++++ DATA FOR THE TASK ++++
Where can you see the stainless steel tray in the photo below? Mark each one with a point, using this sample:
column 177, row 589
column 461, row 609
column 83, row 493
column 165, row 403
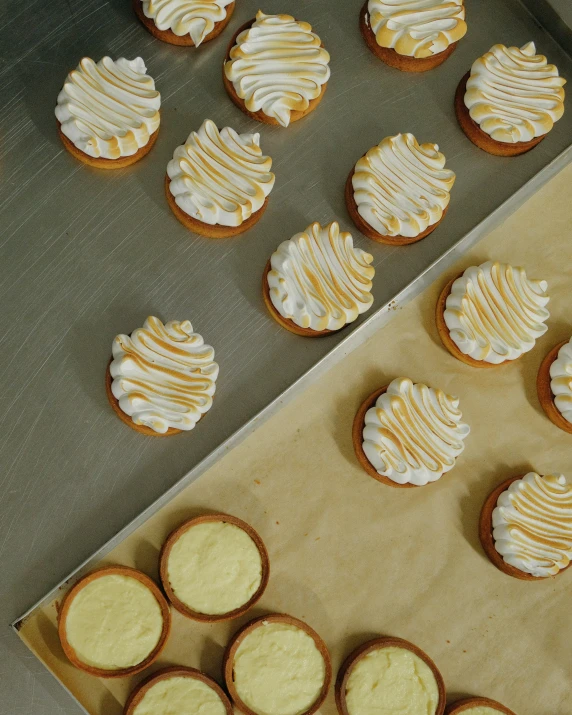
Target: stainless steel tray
column 88, row 254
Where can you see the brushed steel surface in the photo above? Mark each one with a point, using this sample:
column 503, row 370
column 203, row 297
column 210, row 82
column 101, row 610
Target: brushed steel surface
column 86, row 254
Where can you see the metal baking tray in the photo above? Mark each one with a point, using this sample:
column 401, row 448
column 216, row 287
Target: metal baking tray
column 89, row 254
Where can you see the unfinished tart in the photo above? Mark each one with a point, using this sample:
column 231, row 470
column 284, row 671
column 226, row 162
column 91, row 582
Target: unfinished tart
column 392, row 676
column 317, row 282
column 277, row 665
column 184, row 22
column 218, row 182
column 214, row 567
column 276, row 69
column 108, row 112
column 407, row 434
column 114, row 622
column 509, row 100
column 525, row 526
column 477, row 706
column 161, row 378
column 554, row 384
column 413, row 35
column 178, row 691
column 492, row 314
column 399, row 191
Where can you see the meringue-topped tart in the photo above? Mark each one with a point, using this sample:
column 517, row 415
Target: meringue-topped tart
column 492, row 314
column 108, row 112
column 407, row 434
column 214, row 567
column 399, row 191
column 114, row 622
column 526, row 526
column 389, row 676
column 413, row 35
column 218, row 182
column 161, row 378
column 277, row 665
column 184, row 22
column 554, row 385
column 178, row 691
column 318, row 281
column 276, row 69
column 510, row 99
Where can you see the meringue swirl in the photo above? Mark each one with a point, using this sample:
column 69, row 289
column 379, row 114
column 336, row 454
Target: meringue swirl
column 532, row 524
column 319, row 280
column 414, row 433
column 109, row 109
column 417, row 28
column 561, row 381
column 401, row 187
column 163, row 375
column 278, row 65
column 220, row 177
column 495, row 313
column 196, row 18
column 513, row 94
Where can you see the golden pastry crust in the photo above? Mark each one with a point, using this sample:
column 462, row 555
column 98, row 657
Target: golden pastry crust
column 544, row 390
column 368, row 231
column 386, row 642
column 114, row 402
column 486, row 535
column 393, row 58
column 164, row 562
column 478, row 136
column 206, row 229
column 236, row 640
column 357, row 439
column 86, row 580
column 445, row 336
column 260, row 116
column 177, row 671
column 101, row 163
column 181, row 40
column 286, row 322
column 461, row 706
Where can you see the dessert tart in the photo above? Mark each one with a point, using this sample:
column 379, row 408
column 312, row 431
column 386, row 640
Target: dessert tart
column 407, row 434
column 184, row 22
column 277, row 665
column 317, row 282
column 184, row 691
column 399, row 191
column 389, row 675
column 136, row 619
column 218, row 182
column 413, row 35
column 492, row 314
column 214, row 567
column 554, row 385
column 477, row 706
column 161, row 379
column 525, row 527
column 509, row 100
column 276, row 69
column 108, row 112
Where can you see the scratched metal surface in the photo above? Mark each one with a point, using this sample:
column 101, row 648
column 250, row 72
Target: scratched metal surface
column 86, row 254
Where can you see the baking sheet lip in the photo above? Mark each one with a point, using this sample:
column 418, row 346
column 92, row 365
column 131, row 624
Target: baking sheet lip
column 355, row 338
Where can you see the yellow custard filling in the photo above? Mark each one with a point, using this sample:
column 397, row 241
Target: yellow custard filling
column 391, row 681
column 278, row 670
column 214, row 568
column 180, row 696
column 114, row 622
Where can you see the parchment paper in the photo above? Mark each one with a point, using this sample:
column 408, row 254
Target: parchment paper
column 355, row 558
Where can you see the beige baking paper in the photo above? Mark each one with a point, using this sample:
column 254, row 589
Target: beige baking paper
column 355, row 558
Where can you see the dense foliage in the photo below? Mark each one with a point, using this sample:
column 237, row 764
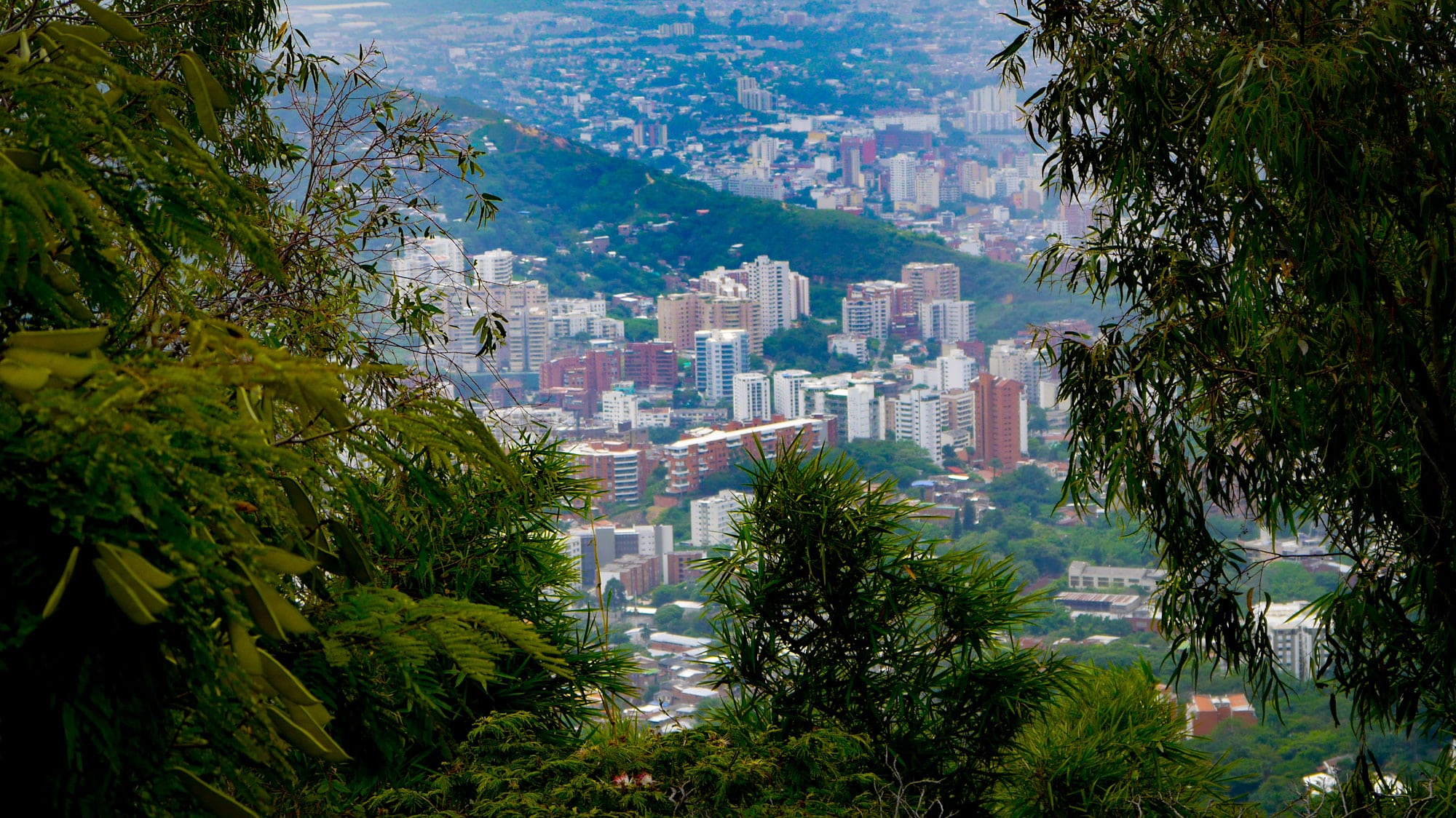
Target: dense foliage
column 1276, row 187
column 1116, row 749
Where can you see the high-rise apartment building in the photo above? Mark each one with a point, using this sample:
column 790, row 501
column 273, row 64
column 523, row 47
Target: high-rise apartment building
column 752, row 97
column 1001, row 421
column 783, row 295
column 956, row 370
column 919, row 417
column 430, row 263
column 494, row 267
column 751, row 398
column 871, row 308
column 577, row 384
column 618, row 408
column 1020, row 362
column 714, row 517
column 788, row 394
column 650, row 365
column 949, row 321
column 992, row 108
column 933, row 282
column 679, row 318
column 861, row 411
column 620, row 471
column 927, row 188
column 721, row 356
column 902, row 178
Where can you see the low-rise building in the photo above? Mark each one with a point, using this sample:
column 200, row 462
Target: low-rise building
column 620, row 471
column 1106, row 577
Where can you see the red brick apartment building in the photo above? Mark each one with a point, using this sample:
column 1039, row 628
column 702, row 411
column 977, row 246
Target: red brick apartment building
column 577, row 384
column 692, row 459
column 650, row 363
column 620, row 471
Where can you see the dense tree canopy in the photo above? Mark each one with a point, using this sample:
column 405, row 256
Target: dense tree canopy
column 1276, row 187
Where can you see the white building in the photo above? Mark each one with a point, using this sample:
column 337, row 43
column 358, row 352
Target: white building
column 864, row 413
column 788, row 394
column 721, row 356
column 928, row 188
column 430, row 263
column 620, row 408
column 852, row 344
column 494, row 267
column 765, row 149
column 949, row 321
column 1014, row 360
column 1297, row 638
column 902, row 178
column 751, row 398
column 866, row 317
column 713, row 517
column 919, row 417
column 781, row 293
column 957, row 370
column 992, row 108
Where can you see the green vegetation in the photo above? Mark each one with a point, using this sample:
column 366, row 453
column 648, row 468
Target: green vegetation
column 244, row 558
column 892, row 459
column 1123, row 758
column 1285, row 340
column 806, row 347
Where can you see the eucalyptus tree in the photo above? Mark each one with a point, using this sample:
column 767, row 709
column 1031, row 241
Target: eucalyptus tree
column 245, row 564
column 1276, row 199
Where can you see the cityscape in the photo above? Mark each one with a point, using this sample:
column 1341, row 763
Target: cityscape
column 781, row 408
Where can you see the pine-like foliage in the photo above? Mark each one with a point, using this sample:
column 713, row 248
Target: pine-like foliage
column 838, row 615
column 216, row 552
column 1113, row 746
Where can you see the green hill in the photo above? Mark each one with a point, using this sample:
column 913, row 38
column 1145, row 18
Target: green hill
column 558, row 194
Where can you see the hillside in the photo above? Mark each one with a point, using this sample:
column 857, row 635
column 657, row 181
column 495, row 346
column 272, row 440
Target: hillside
column 557, row 193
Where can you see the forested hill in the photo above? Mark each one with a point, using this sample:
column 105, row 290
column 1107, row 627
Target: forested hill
column 555, row 194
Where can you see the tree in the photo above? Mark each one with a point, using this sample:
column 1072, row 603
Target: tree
column 222, row 574
column 1275, row 190
column 668, row 618
column 836, row 615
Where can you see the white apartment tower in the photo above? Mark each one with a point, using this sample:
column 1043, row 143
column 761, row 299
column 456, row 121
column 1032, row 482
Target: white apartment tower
column 788, row 394
column 620, row 408
column 919, row 420
column 713, row 517
column 494, row 267
column 751, row 397
column 432, row 263
column 864, row 413
column 902, row 178
column 721, row 356
column 928, row 188
column 957, row 372
column 783, row 295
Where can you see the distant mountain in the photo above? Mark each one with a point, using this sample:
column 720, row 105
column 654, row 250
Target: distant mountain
column 557, row 194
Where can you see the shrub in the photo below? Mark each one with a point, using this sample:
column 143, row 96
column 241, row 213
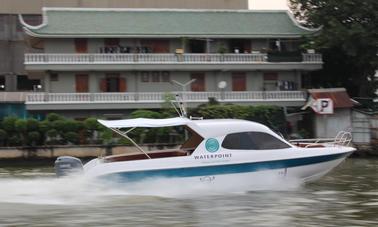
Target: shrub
column 33, row 138
column 32, row 124
column 9, row 124
column 20, row 125
column 14, row 140
column 71, row 137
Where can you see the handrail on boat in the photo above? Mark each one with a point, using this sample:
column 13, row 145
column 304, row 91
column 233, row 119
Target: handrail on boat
column 343, row 138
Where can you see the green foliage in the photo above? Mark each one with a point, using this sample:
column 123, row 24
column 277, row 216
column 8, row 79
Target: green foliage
column 14, row 140
column 20, row 125
column 3, row 137
column 91, row 123
column 9, row 123
column 33, row 138
column 348, row 40
column 32, row 124
column 53, row 117
column 71, row 137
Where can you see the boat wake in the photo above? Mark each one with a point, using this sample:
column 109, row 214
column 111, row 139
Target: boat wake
column 78, row 190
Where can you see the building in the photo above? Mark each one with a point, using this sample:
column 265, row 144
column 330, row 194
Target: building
column 111, row 61
column 15, row 82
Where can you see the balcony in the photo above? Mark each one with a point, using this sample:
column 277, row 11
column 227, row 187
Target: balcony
column 170, row 61
column 131, row 100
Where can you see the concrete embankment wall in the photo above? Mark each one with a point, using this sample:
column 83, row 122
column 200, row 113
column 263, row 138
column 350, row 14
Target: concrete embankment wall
column 77, row 151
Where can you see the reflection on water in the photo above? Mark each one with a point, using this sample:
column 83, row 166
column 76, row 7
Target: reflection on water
column 33, row 197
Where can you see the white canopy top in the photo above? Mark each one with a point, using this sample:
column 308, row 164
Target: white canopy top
column 205, row 128
column 144, row 122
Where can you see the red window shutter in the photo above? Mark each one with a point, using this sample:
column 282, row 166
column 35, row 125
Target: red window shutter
column 122, row 85
column 103, row 85
column 81, row 45
column 82, row 83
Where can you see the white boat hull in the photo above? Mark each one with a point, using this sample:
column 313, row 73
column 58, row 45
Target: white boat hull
column 250, row 174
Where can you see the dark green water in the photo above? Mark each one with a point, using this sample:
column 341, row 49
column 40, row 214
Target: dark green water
column 348, row 196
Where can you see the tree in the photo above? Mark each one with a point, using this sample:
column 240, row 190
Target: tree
column 348, row 40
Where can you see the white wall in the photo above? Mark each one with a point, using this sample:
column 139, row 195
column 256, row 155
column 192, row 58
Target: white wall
column 267, row 4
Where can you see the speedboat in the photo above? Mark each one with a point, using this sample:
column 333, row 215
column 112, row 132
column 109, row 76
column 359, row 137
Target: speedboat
column 215, row 150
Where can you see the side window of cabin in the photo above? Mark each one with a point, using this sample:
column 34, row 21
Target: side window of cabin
column 252, row 141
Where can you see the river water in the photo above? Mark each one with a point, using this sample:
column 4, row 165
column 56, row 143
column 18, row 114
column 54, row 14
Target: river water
column 32, row 196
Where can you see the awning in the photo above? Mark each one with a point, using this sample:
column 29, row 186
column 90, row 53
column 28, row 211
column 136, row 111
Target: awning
column 144, row 122
column 339, row 96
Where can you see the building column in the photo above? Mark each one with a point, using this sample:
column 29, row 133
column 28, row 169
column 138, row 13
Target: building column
column 10, row 82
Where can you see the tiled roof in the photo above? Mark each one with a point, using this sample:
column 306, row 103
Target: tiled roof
column 89, row 22
column 339, row 96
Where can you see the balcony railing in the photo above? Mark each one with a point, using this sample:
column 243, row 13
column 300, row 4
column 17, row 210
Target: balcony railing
column 155, row 58
column 160, row 97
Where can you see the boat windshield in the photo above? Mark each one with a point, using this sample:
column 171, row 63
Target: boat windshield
column 252, row 141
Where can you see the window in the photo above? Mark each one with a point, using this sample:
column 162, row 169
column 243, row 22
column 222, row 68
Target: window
column 25, row 84
column 2, row 22
column 113, row 82
column 81, row 45
column 54, row 77
column 165, row 77
column 111, row 42
column 145, row 77
column 239, row 82
column 199, row 83
column 252, row 141
column 155, row 77
column 2, row 83
column 81, row 82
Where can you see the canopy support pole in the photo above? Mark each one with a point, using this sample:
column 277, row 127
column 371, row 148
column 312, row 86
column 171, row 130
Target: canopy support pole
column 124, row 134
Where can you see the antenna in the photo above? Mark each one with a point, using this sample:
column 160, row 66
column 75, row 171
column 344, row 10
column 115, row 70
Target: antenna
column 181, row 108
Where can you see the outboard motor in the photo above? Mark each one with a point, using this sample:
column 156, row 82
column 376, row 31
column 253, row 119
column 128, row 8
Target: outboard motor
column 66, row 165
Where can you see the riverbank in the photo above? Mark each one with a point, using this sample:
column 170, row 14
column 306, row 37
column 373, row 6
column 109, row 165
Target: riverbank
column 79, row 151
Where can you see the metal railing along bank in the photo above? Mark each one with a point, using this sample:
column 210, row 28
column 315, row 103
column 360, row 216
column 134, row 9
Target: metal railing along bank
column 169, row 58
column 160, row 97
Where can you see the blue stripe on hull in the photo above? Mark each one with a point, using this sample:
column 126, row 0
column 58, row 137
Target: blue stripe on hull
column 224, row 169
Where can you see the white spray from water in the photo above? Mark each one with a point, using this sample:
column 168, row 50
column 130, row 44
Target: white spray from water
column 80, row 190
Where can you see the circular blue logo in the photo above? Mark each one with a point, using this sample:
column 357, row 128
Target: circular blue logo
column 212, row 145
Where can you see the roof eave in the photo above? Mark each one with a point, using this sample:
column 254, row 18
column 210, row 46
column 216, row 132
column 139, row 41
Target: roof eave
column 42, row 35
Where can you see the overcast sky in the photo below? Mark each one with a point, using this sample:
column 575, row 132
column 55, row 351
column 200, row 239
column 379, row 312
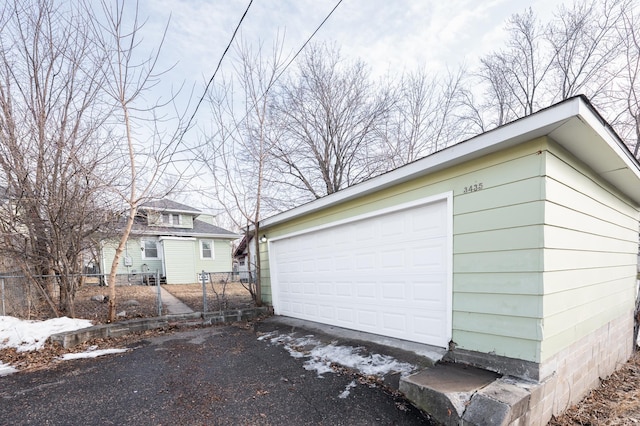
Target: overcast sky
column 389, row 35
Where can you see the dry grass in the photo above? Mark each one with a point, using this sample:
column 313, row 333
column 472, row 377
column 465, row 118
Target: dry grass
column 615, row 402
column 220, row 296
column 145, row 296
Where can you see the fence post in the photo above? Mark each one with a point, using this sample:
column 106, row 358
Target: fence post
column 159, row 293
column 204, row 293
column 2, row 283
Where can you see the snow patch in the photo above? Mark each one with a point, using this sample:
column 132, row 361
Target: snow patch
column 321, row 356
column 6, row 369
column 92, row 353
column 26, row 335
column 347, row 390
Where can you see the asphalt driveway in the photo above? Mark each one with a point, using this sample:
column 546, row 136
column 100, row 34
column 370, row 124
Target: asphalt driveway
column 207, row 376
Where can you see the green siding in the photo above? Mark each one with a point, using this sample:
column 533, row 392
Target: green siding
column 180, row 264
column 543, row 255
column 133, row 251
column 495, row 273
column 221, row 261
column 182, row 258
column 591, row 240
++++
• _WORK TO BE COMPLETED_
Return a word-for-word copy of the lines above from the one holding "column 456, row 121" through the one holding "Where can you see the distant", with both of them included and nothing besides.

• _ANSWER TO THIS PROBLEM_
column 456, row 121
column 1032, row 482
Target: white apartment tower
column 788, row 394
column 620, row 408
column 919, row 420
column 713, row 517
column 494, row 267
column 751, row 397
column 432, row 263
column 864, row 413
column 902, row 178
column 721, row 356
column 928, row 188
column 957, row 372
column 783, row 295
Where can you see the distant mountain in the photo above? Mark each one with a point, using this sample:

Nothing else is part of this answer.